**Short problem:**
Reproduce exactly the final portion of the data: every line from the one containing "Task: annotate every instance of the red patterned" through the last line, inclusive.

**Records for the exercise:**
<<<<

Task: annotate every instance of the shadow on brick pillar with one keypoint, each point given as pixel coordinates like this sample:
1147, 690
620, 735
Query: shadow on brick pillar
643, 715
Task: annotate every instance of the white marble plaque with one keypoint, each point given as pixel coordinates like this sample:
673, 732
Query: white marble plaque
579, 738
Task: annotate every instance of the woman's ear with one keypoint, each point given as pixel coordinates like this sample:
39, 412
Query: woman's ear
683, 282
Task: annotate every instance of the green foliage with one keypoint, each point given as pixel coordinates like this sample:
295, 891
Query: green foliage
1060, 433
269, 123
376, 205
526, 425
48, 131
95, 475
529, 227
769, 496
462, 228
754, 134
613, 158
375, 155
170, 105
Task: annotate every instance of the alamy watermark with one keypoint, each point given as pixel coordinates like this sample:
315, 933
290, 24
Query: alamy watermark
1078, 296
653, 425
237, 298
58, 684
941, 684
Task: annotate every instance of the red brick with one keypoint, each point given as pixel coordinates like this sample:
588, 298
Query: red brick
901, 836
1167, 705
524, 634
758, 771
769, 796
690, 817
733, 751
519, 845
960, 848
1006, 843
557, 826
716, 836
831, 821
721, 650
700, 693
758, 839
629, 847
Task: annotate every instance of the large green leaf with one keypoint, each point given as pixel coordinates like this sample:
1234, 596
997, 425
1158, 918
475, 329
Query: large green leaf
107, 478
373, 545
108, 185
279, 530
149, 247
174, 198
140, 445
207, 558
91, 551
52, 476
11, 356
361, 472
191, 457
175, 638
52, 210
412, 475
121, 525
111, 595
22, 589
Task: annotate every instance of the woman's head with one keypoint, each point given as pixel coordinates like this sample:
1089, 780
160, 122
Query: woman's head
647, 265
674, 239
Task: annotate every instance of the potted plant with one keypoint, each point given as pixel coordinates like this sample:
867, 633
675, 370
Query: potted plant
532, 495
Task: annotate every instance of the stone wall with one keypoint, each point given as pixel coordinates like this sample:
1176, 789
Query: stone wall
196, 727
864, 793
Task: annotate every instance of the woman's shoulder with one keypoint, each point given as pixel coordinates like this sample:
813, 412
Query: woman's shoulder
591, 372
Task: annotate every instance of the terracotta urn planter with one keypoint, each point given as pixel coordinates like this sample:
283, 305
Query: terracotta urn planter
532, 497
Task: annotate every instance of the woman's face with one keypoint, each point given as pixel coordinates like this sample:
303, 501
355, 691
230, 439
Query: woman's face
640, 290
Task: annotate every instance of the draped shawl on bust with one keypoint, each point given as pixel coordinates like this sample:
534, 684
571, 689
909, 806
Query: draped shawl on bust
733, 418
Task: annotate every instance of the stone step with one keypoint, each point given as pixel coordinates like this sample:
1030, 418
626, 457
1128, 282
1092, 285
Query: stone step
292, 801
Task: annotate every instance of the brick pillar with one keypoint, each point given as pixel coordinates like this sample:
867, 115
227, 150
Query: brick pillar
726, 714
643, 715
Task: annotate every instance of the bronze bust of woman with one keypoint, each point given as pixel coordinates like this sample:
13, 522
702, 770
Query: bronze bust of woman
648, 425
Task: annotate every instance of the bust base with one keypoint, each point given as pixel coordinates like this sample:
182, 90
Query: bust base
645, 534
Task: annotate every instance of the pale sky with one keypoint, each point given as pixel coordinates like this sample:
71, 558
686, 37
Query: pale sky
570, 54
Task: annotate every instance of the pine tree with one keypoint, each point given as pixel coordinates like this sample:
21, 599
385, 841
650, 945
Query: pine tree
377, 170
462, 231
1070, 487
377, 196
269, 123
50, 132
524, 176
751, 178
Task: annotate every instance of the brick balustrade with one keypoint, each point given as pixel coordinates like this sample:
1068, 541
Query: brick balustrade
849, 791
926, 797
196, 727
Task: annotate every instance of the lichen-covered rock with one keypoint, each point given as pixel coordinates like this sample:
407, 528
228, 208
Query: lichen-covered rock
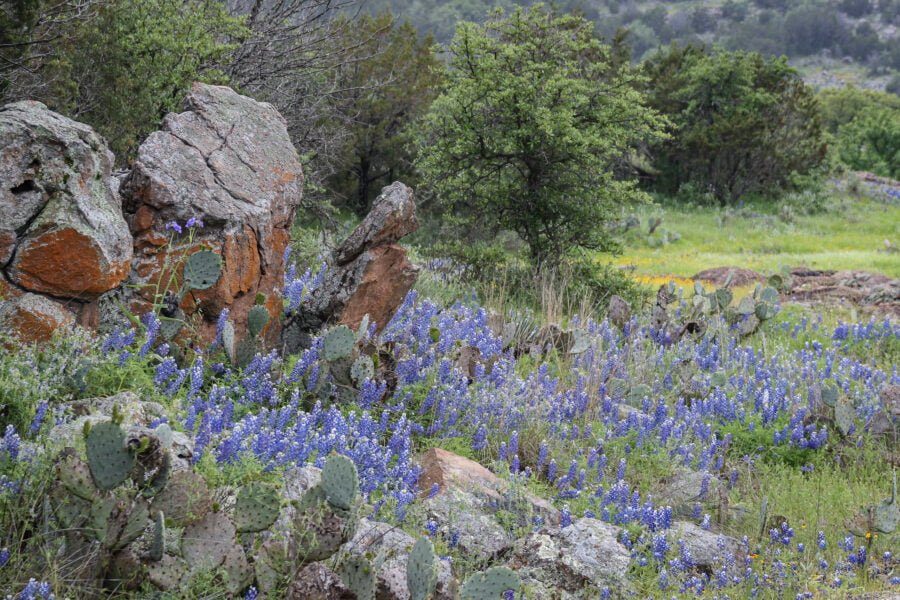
371, 274
709, 551
390, 547
34, 318
318, 582
229, 162
62, 232
573, 562
467, 500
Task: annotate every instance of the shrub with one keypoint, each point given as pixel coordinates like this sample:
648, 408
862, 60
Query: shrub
535, 117
741, 124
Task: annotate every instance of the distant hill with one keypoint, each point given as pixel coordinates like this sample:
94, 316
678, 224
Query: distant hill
832, 43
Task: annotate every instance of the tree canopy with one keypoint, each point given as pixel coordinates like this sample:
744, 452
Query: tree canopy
535, 116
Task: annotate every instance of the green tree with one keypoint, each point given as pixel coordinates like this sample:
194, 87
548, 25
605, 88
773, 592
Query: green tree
839, 106
741, 123
534, 119
387, 82
871, 142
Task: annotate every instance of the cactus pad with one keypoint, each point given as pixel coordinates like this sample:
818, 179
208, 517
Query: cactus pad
158, 541
239, 571
228, 340
257, 319
202, 270
338, 343
490, 584
256, 508
207, 542
358, 575
168, 573
109, 459
75, 475
340, 481
844, 415
363, 368
421, 570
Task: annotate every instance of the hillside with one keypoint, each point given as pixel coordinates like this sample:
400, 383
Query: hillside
833, 43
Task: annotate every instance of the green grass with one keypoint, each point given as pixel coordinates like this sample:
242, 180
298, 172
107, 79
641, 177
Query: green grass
850, 235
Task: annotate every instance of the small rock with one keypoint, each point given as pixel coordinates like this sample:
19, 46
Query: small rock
573, 562
708, 549
389, 548
372, 274
318, 582
468, 498
34, 318
619, 311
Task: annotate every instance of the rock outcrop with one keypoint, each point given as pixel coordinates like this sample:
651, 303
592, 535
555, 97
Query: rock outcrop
228, 162
573, 562
371, 273
62, 233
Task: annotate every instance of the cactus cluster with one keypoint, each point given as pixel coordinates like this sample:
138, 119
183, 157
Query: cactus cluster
348, 364
126, 507
201, 271
745, 317
490, 584
241, 352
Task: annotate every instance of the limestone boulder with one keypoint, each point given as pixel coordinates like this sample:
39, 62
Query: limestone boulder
34, 318
62, 232
464, 499
388, 547
573, 562
371, 274
226, 161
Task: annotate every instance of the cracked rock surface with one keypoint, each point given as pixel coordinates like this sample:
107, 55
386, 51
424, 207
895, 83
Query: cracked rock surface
228, 161
63, 239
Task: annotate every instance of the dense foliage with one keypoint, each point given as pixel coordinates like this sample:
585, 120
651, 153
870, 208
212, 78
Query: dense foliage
526, 135
741, 124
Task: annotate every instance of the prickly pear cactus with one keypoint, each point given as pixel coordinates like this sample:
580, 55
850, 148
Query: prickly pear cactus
340, 481
207, 542
338, 343
490, 584
158, 541
202, 270
421, 570
363, 368
358, 575
246, 350
257, 319
228, 340
75, 475
109, 459
256, 508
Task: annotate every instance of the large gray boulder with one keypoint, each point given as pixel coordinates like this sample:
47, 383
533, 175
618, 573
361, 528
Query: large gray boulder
389, 547
229, 162
62, 232
371, 273
573, 562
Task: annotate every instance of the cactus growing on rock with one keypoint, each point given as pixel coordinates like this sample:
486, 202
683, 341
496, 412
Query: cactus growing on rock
490, 584
421, 570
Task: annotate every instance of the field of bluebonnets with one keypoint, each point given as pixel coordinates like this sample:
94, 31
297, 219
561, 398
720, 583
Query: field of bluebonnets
785, 428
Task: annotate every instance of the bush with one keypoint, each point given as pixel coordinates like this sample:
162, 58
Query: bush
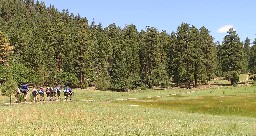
234, 78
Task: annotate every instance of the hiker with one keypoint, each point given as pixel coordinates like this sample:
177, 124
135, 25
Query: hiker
41, 94
17, 95
48, 93
34, 93
24, 89
67, 93
57, 91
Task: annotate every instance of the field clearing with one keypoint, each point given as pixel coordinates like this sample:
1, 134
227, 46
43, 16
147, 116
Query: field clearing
212, 111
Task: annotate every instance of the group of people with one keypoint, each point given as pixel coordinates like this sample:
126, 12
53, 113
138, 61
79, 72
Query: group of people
52, 93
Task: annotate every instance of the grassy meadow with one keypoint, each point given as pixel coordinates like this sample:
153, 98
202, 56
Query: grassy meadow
208, 111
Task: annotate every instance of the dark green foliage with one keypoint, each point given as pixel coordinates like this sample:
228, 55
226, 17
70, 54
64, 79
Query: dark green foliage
231, 56
246, 48
192, 56
252, 59
52, 46
153, 69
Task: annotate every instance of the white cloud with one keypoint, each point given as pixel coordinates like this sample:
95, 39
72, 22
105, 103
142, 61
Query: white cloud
225, 28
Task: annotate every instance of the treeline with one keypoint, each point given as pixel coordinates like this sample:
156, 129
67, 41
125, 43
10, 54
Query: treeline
46, 46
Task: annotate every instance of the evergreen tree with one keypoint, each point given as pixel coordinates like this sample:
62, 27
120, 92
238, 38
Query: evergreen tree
246, 48
232, 54
5, 48
152, 69
252, 59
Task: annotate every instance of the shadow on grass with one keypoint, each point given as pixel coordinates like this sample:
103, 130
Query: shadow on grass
215, 105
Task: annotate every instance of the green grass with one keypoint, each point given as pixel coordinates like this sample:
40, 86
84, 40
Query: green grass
214, 111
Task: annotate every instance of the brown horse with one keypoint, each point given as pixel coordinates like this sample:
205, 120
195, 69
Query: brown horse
21, 95
41, 94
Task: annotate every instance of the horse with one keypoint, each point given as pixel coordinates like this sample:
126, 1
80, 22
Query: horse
18, 95
48, 93
34, 94
41, 94
53, 93
68, 93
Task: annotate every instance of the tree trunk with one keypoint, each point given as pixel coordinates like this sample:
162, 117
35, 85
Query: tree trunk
10, 99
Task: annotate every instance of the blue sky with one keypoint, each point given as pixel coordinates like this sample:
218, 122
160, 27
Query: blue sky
215, 15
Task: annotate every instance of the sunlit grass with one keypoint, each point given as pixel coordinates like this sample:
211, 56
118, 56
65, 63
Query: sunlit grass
150, 112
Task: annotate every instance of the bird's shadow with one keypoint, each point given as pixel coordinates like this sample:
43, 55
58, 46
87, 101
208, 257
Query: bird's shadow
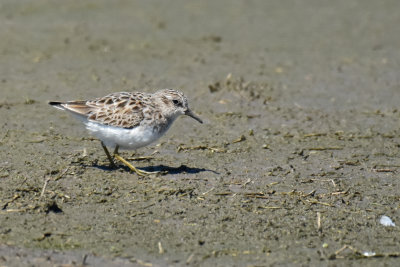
162, 169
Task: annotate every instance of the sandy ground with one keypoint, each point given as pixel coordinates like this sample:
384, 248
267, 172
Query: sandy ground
295, 165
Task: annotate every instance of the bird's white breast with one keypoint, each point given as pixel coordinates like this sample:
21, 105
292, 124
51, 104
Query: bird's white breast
111, 136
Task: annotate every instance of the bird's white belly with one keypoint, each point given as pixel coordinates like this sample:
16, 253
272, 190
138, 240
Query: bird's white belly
125, 138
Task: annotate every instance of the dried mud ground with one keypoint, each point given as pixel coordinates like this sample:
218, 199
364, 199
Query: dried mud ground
297, 160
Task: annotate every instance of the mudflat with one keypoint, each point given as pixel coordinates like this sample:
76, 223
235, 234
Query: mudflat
297, 161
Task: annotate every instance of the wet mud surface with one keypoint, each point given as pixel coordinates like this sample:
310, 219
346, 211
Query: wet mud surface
297, 160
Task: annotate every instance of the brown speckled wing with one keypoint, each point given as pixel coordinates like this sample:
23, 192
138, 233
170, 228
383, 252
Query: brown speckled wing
123, 110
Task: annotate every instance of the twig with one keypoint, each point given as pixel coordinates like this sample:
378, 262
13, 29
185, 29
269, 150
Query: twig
46, 181
319, 221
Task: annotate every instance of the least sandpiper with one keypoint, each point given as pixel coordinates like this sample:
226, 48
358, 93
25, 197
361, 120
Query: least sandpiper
129, 120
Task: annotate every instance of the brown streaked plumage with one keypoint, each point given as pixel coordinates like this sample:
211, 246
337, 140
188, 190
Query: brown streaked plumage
129, 120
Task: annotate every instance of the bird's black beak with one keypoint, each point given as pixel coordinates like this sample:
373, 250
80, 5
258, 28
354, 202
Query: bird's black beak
194, 116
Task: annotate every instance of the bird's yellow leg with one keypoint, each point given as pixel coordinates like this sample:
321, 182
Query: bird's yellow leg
112, 164
130, 166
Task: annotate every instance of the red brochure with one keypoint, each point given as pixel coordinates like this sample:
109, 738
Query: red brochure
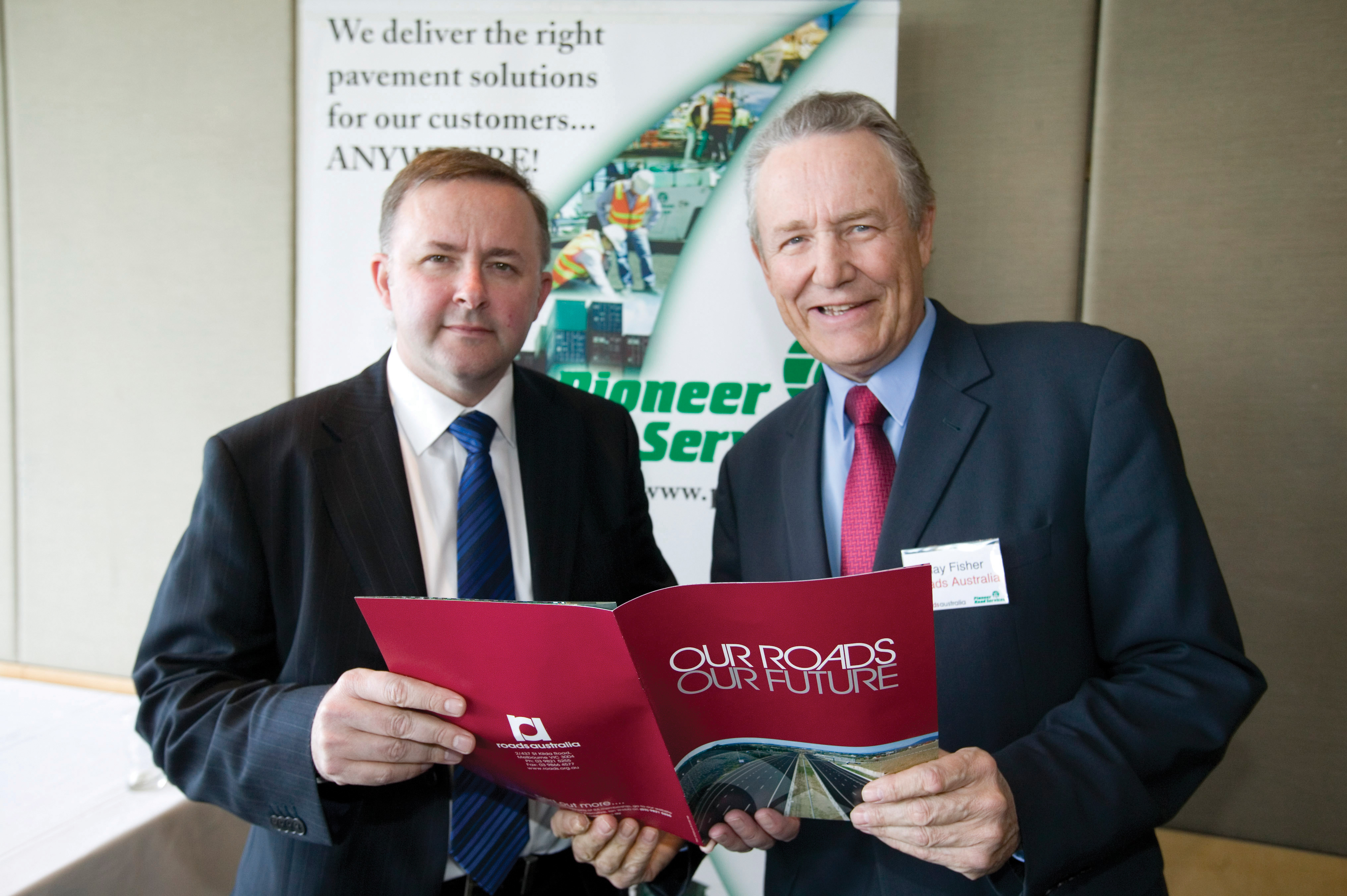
690, 701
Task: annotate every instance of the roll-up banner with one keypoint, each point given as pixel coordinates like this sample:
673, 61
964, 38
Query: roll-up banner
631, 118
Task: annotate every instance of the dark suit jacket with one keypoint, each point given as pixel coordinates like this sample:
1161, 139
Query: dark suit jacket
1110, 684
301, 510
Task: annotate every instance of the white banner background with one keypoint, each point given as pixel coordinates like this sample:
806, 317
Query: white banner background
717, 322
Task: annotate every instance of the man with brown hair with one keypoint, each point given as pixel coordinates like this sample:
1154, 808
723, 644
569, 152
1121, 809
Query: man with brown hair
439, 471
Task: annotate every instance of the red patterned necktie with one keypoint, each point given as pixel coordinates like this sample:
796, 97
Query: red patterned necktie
868, 483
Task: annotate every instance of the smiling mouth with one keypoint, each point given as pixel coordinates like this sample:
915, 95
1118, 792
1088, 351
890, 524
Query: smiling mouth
837, 310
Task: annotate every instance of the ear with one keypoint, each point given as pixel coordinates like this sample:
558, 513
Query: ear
381, 269
926, 236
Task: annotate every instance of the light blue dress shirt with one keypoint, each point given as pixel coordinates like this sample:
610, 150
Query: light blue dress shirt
895, 384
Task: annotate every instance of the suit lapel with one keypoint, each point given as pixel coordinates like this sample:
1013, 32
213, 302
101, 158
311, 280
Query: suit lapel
364, 487
802, 490
941, 426
552, 445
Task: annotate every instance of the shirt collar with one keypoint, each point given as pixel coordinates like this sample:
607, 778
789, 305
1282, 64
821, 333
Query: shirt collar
895, 384
425, 413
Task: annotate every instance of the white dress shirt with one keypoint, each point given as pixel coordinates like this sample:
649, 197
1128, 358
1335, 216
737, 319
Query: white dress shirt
434, 463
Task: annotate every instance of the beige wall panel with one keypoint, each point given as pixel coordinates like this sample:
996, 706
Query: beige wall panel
997, 99
1217, 235
9, 605
151, 150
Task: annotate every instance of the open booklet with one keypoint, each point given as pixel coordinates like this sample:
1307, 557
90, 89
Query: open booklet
686, 702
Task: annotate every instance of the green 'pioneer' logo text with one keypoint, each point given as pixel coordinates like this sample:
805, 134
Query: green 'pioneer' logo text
801, 371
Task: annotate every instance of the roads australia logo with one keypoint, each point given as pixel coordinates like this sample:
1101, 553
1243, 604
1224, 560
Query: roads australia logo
519, 723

>>>>

**Expected answer:**
Task: annotate every instance of the red patterned necktie with one keypoint, each point given as pixel coordinates like this sample:
796, 97
Query: red patterned necktie
868, 483
Task: annotate every instance of the smiling mouth with one keypoint, each point given as pixel coordinates like this sample:
915, 95
1118, 792
1088, 351
890, 524
Query: smiling mouth
837, 310
Task: annotate every instance of the ear with one keypoint, each point given as pixel coordinates like this sample:
558, 513
Query: ear
381, 269
926, 236
Task: annotate every instance of the light blue dress shirt with one keypoint, each point given as pixel coordinates like this sample:
610, 150
Query: light blue dress shirt
895, 384
Task: annotate every instance of the suit lapel with one keypoint, each point given as pixel coordinates like this sample:
1013, 32
213, 302
101, 158
311, 280
Query: suit lapel
364, 487
802, 490
941, 426
552, 445
Task: annotate every instance of the shirt collar with one keypoint, each point given as pixel coordinates like this sample:
607, 778
789, 305
1282, 64
821, 333
Query: shirt collar
895, 384
425, 413
Task: annotate every instance of the white dress shirt with one keypoint, each point given as pixel coordinates like this sample:
649, 197
1128, 358
1335, 216
737, 319
Query: white dress shirt
434, 463
Task: annotate every instance of the beige wall panel with one keypoint, each point given as pixel coordinates like this sample:
996, 706
Query: beige wall panel
997, 99
1217, 235
9, 605
151, 150
Task: annotate every instance of the open booklet with one keypoint, each point given as pixel coordinates like this sample:
1307, 557
90, 89
Query: open booklet
686, 702
Task: annotate every instance of the green 'pioneer' logo text with one keypoint, each point given as pixel coordinates like this sample:
805, 134
Query: green 'pioneer' logo text
801, 371
Task: annotate every instance of the roads australia logo with one keypoint, each point given as pixel coordinates like this sample:
1101, 553
1243, 604
1224, 560
Query: roads australia logo
519, 723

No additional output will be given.